- [What is expected]:
Retype the part of the passage on β-lactam antibiotic-induced mutagenesis that opens with the words containing "ROS production and" and closes with "for ampicillin-induced mutagenesis.".

- [Document text]:
== Segment start ==

Figure 5: β-lactam antibiotic-induced mutagenesis in different bacterial species.
figure 5

Bacteria were grown in LB (open bar) or LB supplemented with the following β-lactam antibiotics (filled bar): 1 μg ml−1 of ampicillin, 16 μg ml−1 of carbenicillin and 0.5 μg ml−1 of ampicillin for E. coli, P. aeruginosa PA14 and V. cholerae, respectively. The frequency of the tetracycline- (TetR), fosfomycin- (FosR) and rifampicin-resistant (RifR) mutants were measured for E. coli, P. aeruginosa PA14 and V. cholerae, respectively. Relevant genotypes are indicated. Each result represents the mean±s.e.m. of at least three independent experiments. wt, wild type.

ROS production and mutagenesis induced by ampicillin

RpoS induction is known to be involved in stress-induced mutagenesis during carbon starvation19. Therefore, we measured the involvement of this regulon in ampicillin-induced mutagenesis. We observed no increase in mutagenesis in the ΔrpoS strain using our two mutation assays (Fig. 5 and Supplementary Fig. S2). This result indicates that the induction of the RpoS regulon is essential for ampicillin-induced mutagenesis.

== Segment end ==

- [Records provided]:
== Segment start ==

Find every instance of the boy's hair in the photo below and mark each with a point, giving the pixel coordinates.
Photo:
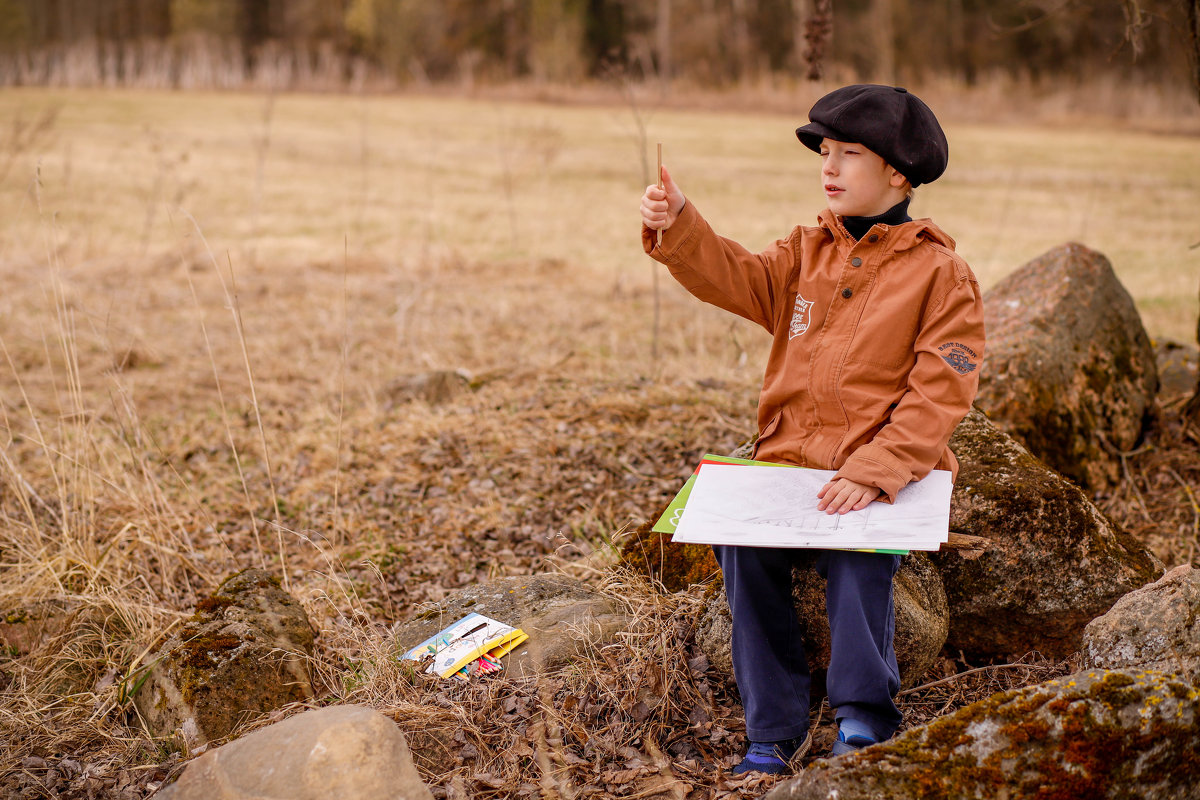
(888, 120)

== Segment end ==
== Segment start ==

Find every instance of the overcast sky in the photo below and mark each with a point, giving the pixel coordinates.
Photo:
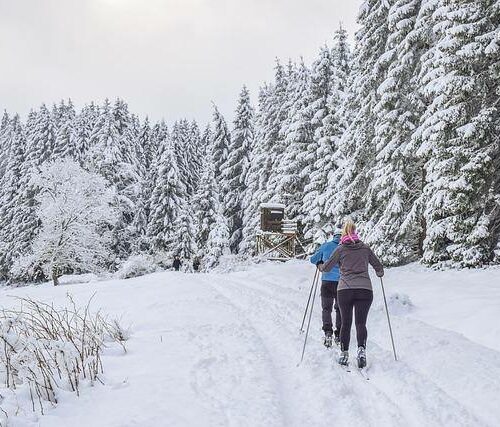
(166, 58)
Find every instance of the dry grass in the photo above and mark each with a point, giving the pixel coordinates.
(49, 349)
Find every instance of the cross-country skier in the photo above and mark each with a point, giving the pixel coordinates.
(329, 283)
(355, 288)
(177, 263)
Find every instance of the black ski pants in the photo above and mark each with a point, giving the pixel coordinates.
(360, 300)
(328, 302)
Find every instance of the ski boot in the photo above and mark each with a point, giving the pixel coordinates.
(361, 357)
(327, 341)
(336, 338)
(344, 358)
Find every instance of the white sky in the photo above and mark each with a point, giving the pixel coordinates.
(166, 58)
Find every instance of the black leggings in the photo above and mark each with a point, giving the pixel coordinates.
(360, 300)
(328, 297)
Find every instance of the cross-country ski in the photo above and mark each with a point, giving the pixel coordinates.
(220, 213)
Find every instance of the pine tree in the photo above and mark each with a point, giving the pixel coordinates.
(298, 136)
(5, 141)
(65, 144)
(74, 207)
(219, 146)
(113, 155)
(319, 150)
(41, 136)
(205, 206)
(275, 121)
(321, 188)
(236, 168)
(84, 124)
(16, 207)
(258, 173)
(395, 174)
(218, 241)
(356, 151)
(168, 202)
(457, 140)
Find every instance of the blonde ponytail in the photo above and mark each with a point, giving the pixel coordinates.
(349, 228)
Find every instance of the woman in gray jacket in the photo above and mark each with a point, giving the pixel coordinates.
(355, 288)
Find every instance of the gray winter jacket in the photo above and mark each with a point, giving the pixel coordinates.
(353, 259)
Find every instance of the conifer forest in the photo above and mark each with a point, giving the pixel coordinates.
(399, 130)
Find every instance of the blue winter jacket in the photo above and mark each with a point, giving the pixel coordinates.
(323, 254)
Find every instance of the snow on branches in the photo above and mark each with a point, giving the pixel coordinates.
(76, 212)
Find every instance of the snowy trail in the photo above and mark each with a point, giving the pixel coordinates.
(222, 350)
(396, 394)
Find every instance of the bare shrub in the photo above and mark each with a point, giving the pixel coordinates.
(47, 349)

== Segment end ==

- [Solution]:
ROS production and mutagenesis induced by ampicillin

RpoS induction is known to be involved in stress-induced mutagenesis during carbon starvation19. Therefore, we measured the involvement of this regulon in ampicillin-induced mutagenesis. We observed no increase in mutagenesis in the ΔrpoS strain using our two mutation assays (Fig. 5 and Supplementary Fig. S2). This result indicates that the induction of the RpoS regulon is essential for ampicillin-induced mutagenesis.